▶ [TASK REQUIREMENTS]:
Locate each line in the material below that contains the string "cluster", treating uppercase and lowercase as different, and copy those lines.

Source records
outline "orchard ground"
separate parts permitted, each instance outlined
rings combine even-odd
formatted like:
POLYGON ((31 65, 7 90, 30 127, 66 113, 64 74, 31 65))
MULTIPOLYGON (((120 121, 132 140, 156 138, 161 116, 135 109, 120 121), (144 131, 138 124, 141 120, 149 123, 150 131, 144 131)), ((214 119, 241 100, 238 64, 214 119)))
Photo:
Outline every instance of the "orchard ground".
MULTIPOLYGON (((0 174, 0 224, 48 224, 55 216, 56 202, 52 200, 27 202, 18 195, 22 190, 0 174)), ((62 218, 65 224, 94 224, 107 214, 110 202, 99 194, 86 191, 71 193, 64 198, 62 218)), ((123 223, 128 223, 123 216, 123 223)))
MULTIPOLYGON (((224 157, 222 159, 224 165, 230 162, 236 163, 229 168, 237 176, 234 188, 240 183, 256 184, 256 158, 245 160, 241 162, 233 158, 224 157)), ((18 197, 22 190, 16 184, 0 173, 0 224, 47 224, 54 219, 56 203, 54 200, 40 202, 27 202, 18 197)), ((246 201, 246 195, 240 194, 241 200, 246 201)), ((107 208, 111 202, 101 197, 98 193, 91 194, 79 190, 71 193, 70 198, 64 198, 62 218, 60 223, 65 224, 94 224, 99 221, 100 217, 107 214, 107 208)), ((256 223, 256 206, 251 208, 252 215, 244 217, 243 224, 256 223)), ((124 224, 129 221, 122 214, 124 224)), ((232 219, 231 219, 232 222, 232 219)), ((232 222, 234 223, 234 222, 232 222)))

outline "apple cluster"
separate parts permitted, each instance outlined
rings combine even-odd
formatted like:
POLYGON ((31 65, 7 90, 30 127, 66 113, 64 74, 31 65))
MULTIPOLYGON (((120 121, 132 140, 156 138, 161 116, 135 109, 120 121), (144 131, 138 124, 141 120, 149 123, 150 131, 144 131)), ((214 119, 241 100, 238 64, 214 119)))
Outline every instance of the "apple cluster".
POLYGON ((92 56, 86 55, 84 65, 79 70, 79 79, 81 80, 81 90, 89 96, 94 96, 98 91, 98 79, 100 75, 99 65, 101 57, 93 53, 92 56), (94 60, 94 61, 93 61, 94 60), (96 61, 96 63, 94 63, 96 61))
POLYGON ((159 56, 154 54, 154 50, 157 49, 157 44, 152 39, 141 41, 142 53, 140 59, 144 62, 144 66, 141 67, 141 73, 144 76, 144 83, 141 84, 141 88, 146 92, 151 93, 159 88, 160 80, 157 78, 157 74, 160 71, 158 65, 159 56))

▶ [OUTPUT BELOW]:
outline "apple cluster"
Outline every instance of the "apple cluster".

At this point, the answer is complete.